### PROBLEM DESCRIPTION
Find every line below that contains the word "white" and copy each one out in full.

### DATA FOR THE TASK
════════

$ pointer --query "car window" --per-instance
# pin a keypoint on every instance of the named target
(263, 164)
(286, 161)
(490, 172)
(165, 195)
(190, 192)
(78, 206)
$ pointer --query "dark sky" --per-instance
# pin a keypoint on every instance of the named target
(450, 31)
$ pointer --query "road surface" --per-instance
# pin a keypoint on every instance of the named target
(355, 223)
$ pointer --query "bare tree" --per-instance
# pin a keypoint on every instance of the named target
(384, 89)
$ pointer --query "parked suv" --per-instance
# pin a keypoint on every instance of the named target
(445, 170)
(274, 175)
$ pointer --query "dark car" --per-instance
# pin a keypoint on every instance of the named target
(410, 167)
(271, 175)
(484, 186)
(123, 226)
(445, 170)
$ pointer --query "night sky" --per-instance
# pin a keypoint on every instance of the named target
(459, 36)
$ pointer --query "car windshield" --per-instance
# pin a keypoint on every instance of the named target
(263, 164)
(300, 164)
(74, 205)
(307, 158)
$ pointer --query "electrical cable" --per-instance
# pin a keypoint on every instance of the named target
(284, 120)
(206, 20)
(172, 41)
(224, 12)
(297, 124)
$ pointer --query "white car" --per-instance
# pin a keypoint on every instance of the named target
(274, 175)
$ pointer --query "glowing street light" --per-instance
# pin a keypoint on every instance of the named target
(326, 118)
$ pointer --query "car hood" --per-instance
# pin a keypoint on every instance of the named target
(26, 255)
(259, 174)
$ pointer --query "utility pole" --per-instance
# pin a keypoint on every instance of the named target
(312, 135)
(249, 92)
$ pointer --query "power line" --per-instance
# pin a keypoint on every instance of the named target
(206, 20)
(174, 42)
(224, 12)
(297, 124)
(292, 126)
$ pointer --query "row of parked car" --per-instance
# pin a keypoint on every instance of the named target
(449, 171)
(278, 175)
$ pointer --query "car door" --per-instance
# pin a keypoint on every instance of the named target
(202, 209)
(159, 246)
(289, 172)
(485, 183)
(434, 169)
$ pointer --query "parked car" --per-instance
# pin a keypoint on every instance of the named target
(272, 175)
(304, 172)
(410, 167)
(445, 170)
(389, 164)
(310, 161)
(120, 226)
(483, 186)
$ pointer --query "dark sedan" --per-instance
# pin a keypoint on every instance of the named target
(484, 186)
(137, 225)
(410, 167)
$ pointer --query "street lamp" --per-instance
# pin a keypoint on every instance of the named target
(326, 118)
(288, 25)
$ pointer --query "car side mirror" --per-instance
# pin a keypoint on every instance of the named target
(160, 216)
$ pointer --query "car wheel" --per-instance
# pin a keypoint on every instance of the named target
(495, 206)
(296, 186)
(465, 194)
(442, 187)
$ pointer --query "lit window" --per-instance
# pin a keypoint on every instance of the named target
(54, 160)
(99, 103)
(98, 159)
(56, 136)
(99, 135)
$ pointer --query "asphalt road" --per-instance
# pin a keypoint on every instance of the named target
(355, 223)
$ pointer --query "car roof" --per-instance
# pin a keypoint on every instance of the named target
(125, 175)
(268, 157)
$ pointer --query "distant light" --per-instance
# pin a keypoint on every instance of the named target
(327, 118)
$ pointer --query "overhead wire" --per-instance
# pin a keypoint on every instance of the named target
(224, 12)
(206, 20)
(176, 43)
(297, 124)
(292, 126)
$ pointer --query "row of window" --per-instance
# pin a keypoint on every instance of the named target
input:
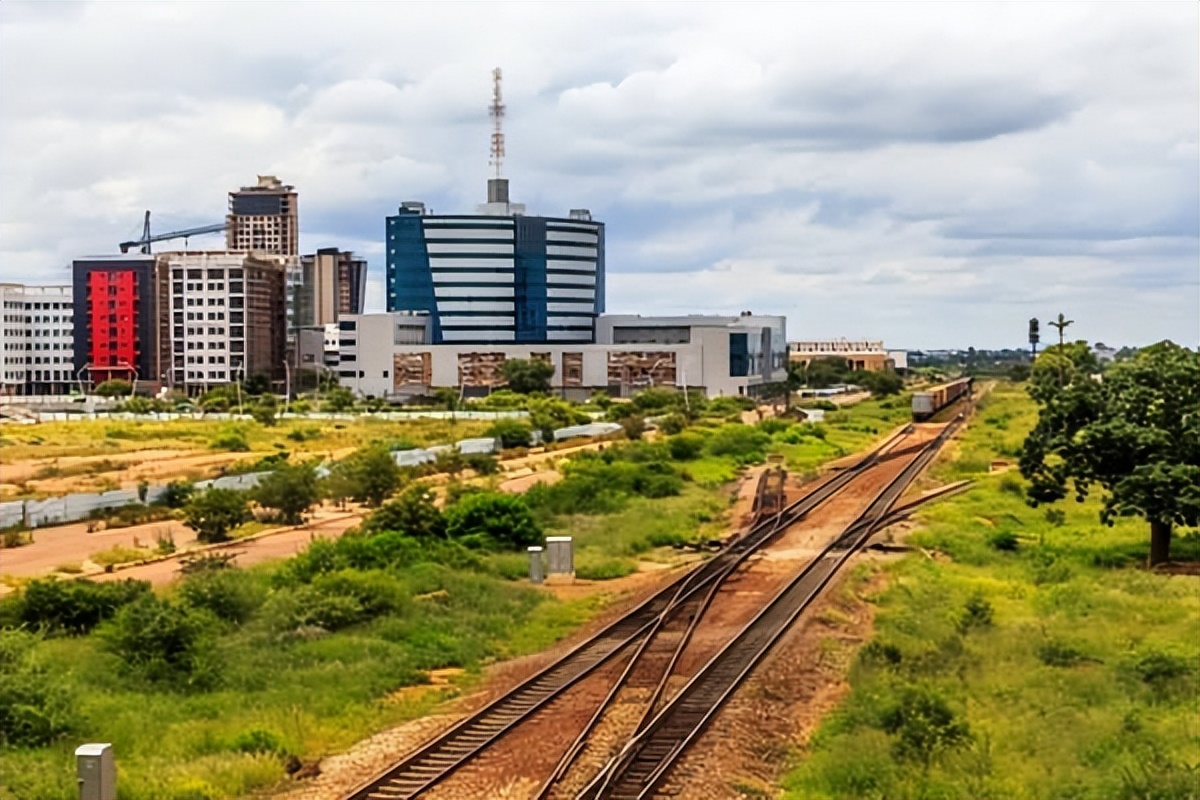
(213, 274)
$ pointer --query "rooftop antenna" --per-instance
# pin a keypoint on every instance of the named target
(497, 113)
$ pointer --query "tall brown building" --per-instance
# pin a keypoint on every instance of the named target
(264, 218)
(333, 282)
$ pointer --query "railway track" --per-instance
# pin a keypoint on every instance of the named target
(449, 751)
(649, 755)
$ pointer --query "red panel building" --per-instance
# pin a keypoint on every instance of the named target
(117, 319)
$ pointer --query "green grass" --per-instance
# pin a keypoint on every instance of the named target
(103, 437)
(312, 696)
(1083, 685)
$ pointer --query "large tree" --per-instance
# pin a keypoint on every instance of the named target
(1133, 431)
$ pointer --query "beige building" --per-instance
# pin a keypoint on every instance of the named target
(264, 218)
(858, 354)
(227, 317)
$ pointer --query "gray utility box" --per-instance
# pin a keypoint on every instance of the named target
(559, 555)
(537, 573)
(96, 771)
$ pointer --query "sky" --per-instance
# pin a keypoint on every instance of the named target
(928, 174)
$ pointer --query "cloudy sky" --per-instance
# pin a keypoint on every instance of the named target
(930, 174)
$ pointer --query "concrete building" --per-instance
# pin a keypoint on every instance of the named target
(227, 313)
(264, 218)
(394, 355)
(37, 340)
(331, 283)
(118, 329)
(498, 276)
(861, 354)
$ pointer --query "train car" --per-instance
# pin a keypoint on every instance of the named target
(931, 401)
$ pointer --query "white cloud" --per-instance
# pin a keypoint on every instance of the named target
(933, 175)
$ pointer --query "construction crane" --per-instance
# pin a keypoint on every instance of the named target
(147, 239)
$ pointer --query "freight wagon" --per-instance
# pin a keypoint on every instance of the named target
(931, 401)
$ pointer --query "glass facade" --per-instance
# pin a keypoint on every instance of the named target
(496, 280)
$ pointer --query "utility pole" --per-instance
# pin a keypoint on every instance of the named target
(1061, 324)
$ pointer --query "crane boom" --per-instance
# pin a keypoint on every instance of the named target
(147, 239)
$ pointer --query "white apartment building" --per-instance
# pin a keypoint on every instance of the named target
(227, 317)
(390, 355)
(36, 340)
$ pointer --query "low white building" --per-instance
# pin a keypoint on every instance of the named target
(388, 355)
(36, 340)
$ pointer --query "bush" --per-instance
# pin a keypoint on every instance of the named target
(741, 441)
(114, 389)
(232, 439)
(177, 494)
(685, 446)
(369, 476)
(412, 513)
(162, 642)
(72, 607)
(297, 611)
(511, 433)
(229, 595)
(291, 489)
(215, 512)
(493, 521)
(35, 709)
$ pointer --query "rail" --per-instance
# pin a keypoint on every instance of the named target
(449, 751)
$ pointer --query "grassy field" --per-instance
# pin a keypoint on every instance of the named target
(1032, 656)
(105, 438)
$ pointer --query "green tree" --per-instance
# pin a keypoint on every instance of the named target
(1135, 434)
(412, 513)
(264, 410)
(527, 377)
(291, 489)
(340, 398)
(114, 389)
(493, 521)
(215, 512)
(369, 476)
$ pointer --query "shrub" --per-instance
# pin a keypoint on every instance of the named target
(215, 512)
(114, 389)
(412, 513)
(924, 727)
(1005, 541)
(177, 494)
(162, 642)
(672, 423)
(291, 489)
(685, 446)
(511, 433)
(231, 595)
(73, 607)
(232, 439)
(493, 521)
(294, 611)
(35, 709)
(743, 443)
(369, 476)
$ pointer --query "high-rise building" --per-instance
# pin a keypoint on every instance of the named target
(331, 282)
(227, 313)
(264, 218)
(118, 326)
(37, 340)
(497, 276)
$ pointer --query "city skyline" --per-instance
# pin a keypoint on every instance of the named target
(865, 170)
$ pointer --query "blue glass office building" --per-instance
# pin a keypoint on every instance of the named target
(493, 278)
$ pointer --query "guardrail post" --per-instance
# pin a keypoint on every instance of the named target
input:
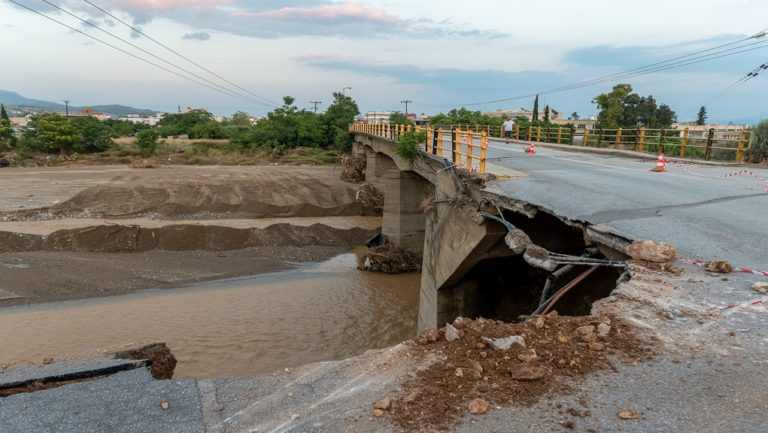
(742, 140)
(440, 142)
(710, 138)
(661, 140)
(470, 138)
(483, 151)
(454, 138)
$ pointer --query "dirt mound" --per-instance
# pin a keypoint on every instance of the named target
(546, 356)
(163, 361)
(237, 195)
(181, 237)
(353, 168)
(371, 199)
(389, 260)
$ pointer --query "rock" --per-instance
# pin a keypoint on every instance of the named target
(410, 398)
(451, 333)
(760, 287)
(603, 330)
(526, 372)
(538, 257)
(528, 356)
(429, 335)
(384, 403)
(517, 241)
(719, 266)
(505, 343)
(650, 251)
(478, 406)
(629, 414)
(585, 330)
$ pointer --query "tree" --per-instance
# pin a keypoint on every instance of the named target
(146, 140)
(701, 119)
(55, 132)
(337, 118)
(398, 118)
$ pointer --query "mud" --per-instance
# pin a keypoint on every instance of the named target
(115, 238)
(558, 353)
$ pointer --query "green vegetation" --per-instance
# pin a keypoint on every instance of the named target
(408, 145)
(146, 140)
(621, 108)
(759, 150)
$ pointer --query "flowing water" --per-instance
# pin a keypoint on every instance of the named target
(238, 327)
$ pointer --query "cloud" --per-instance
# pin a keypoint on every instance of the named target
(335, 12)
(198, 36)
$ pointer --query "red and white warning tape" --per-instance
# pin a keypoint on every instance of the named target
(725, 176)
(742, 270)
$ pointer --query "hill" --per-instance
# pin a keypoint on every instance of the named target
(12, 99)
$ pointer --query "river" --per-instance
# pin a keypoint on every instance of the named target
(237, 327)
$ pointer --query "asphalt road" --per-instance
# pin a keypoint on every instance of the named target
(690, 206)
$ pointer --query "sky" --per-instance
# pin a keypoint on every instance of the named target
(437, 54)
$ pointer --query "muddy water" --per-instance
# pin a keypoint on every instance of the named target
(237, 327)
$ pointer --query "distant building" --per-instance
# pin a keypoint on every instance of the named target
(721, 132)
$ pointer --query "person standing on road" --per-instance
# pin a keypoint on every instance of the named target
(509, 126)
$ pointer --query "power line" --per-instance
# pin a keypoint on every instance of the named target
(180, 55)
(245, 97)
(691, 58)
(126, 52)
(750, 75)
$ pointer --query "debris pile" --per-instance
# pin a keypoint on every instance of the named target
(389, 259)
(353, 168)
(484, 364)
(371, 199)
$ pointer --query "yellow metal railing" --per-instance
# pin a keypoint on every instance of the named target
(468, 147)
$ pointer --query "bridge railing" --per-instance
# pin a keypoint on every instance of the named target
(685, 143)
(467, 148)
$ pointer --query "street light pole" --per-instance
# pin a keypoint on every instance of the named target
(406, 102)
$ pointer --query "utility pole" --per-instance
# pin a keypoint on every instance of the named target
(406, 102)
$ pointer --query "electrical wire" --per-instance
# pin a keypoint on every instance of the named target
(140, 32)
(124, 51)
(244, 97)
(685, 60)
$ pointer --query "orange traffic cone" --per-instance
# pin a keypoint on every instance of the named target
(661, 165)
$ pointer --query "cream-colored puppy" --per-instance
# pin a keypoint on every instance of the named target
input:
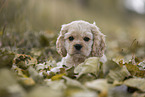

════════

### THE OUTPUT
$ pointer --query "white car" --per-instance
$ pointer --query "white cloud" --per-instance
$ pointer --query "white apartment building" --per-instance
$ pointer --query "low white building" --per-instance
$ pointer --query "red and white warning tape" --per-instance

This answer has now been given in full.